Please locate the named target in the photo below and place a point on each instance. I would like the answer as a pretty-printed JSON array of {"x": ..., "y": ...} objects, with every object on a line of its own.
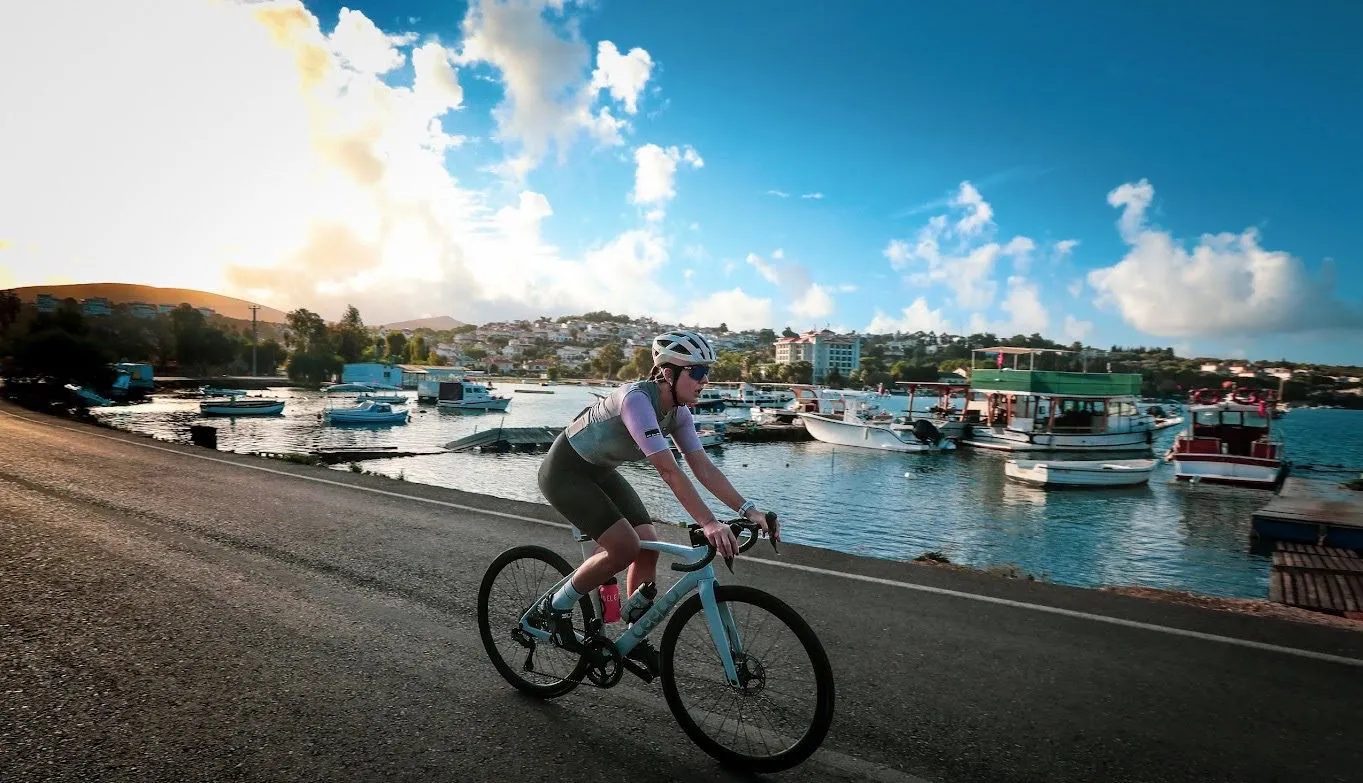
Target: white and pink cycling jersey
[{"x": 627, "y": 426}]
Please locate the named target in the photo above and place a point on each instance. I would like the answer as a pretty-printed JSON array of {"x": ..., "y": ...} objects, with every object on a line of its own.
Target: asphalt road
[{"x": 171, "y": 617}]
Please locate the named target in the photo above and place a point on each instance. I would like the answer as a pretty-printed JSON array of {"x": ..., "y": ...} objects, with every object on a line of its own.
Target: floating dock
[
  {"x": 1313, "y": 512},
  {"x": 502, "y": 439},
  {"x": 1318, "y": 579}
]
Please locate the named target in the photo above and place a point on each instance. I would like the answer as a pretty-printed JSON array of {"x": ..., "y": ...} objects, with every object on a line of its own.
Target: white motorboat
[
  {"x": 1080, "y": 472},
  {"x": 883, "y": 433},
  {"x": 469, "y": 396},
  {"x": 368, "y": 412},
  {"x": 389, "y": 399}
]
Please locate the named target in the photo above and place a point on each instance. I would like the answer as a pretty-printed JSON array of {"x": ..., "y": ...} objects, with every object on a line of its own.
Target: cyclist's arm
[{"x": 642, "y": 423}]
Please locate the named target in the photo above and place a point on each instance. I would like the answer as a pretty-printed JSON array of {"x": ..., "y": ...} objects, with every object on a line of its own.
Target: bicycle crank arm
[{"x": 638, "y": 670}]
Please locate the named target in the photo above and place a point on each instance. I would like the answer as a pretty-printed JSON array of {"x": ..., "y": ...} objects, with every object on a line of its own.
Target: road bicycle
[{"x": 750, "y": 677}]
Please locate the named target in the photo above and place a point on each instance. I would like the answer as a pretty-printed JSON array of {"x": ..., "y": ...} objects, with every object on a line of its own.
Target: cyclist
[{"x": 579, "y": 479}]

◇ ◇ ◇ ◇

Required task: Gather every line of the entries above that contains the string "cyclist" and copy each one out.

The reply:
Target: cyclist's arm
Target: cyclist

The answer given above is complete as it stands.